— PASSAGE SHOWN —
----------------
Thursday, April 10, 2008


Had breakfast at a small coffee shop in Durango Mountain Resort (aka "Purgatory") near the base of the lift. The "town" that has sprang up at the bottom of the mountain consists of rows of tacky condos, a bunch more under construction. The place will soon be a mud pit as the snow melts because of all the ground that has been disturbed during the construction. It happened to be the last day of their ski season and lift passes were only $10!

Ski slopes draw the flies
Their plastic wrapped condos rise
Rape that which they've spoiled

Never skied here before, so the first thing I did was traverse the mountain to get a sense of what it offered. Mostly groomers and a few small bump runs. Similar to Silverton, the snow was crusty/icy but because of its lower elevation and the partly cloudy skies, the snow softened to make for easy carving, if one stuck to the sunny side of the slope. Lots of fast runs!

End of the season
Condemned to Purgatory
Only way but down

I worked the north side of the mountain first and made my way back to the base area around noon where I planned to have lunch. Right near the crowded lift line something happened: my right ski detached and began flopping around attached to my boot via its leash. I fell and instantly knew I dislocated my right shoulder. It's been a long time since this happened to me, and typically it was my left shoulder. Attempts to reset it failed no matter how much I flopped the arm around (that movement really hurt!). Rather than continue trying and possibly pass out from the pain, I ditched the skis and walked down to the urgent care clinic where, after getting name, numbers and $50, they reset it fairly easily. This event effectively ended today's skiing, tomorrows skiing and possibly all skiing for the remainder of the season.
----------------
— LISTED RECORDS —
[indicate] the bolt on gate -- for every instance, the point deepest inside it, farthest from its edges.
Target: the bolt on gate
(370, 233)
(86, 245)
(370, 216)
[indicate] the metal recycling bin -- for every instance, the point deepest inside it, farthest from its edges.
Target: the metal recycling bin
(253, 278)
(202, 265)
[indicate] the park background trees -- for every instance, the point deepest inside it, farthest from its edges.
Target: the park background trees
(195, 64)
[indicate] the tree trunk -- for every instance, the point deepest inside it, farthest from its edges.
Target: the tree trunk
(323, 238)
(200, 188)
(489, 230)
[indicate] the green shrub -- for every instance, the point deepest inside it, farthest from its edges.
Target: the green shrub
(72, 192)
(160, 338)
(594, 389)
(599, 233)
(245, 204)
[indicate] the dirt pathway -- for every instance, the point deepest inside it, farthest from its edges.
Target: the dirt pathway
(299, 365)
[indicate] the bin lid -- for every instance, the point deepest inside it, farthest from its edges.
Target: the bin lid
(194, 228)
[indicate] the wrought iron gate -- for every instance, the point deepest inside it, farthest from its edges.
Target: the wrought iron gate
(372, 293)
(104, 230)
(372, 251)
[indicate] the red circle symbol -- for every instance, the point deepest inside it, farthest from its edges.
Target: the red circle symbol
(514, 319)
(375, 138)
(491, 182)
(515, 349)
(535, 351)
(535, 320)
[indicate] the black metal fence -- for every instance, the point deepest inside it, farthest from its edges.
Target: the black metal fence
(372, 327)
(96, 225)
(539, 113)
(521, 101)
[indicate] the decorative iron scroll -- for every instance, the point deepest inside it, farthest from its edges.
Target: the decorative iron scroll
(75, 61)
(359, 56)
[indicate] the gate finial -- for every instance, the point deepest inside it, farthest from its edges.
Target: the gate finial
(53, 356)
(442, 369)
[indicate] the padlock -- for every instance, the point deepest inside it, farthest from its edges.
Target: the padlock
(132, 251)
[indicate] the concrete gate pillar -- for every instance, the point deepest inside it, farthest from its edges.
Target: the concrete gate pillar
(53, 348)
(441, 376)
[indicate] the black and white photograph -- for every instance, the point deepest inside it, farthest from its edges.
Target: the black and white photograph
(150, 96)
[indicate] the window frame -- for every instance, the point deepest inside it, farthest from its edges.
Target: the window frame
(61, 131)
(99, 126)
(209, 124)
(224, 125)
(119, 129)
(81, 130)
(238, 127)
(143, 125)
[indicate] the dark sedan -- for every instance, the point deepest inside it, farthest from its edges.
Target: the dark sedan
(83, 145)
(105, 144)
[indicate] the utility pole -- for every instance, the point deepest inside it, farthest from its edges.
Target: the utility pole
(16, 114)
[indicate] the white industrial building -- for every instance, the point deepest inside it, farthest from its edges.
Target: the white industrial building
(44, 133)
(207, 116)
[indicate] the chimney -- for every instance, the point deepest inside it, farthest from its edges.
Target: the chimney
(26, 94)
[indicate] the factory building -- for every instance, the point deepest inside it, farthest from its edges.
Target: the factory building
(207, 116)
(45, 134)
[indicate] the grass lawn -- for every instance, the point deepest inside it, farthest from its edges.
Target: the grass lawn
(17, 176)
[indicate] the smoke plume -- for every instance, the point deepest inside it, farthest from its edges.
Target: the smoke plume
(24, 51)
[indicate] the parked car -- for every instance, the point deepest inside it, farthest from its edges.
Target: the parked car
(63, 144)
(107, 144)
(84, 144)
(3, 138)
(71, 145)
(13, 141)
----------------
— REQUIRED ACTION 1 —
In the Purgatory ski diary entry, why does the writer expect the resort's base area to become a mud pit? Answer in one to three sentences.
— REQUIRED ACTION 2 —
According to the Purgatory ski diary entry, how much did lift passes cost that day?
— REQUIRED ACTION 3 —
Please continue the Purgatory ski diary entry from where it stops.

— RESULT 1 —
The writer expects it to become a mud pit as the snow melts. So much ground has been disturbed by the condo construction at the bottom of the mountain.

— RESULT 2 —
Lift passes were only $10.

— RESULT 3 —
Skis off and he falls
Sharp pain and its over
Journey at an end

I left the ski area around 2PM and drove to Pagosa Springs were I soaked in a hot spring pool at a motel down along the river. Didn't do much for the shoulder. As the sun began dropping closer to the horizon I continued my drive eastward to a nice turnout a quarter mile off the highway a few miles from Wolf Creek Pass. Solitude surrounded by tall Ponderosa pines. A line of wild turkeys crossed the snow in the field nearby. Dinner of soup and bread on the trucks tailgate.
When it got sufficiently dark, out came the CD, tequila and cigar. I turned on the time machine and was transported back to Van Halen's Women and Children First World Invasion Tour, April 14, 1980 in Milwaukee, Wisconsin. Since my April 7, 2008 VH show in Milwaukee was cancelled, I saved this show specifically for tonight to replace the concert I was supposed to attend. 28 years ago almost to the day. Once I was stoked, it made little difference whether it was 1980 or 2008, Milwaukee or on the East Fork Road because I was just grooving on the music! They rocked the night away with their early classics, the fire still there to drive the hard hitting music. David Lee Roth even managed to sound like he was really singing. Even with the aching right shoulder, it was one of the high points of the trip

They ski with iPods
But he hears other music
Voices in his head

It's an obsession
Enters new reality
Dislocates his mind
To quote The Van Halen Encyclopedia:
"The World Invasion Tour also saw the birth of the legendary brown M&M contract rider. The band demanded M&M candies backstage with all of the brown ones removed. Only one documented case exists where the rider wasn't adhered to: the University of New Mexico Arena in Albuquerque, N.M., or the University of Colorado in Pueblo, CO. Whichever location the event occurred in, they paid dearly for their error. The band demolished their backstage dressing room causing thousands of dollars of damage."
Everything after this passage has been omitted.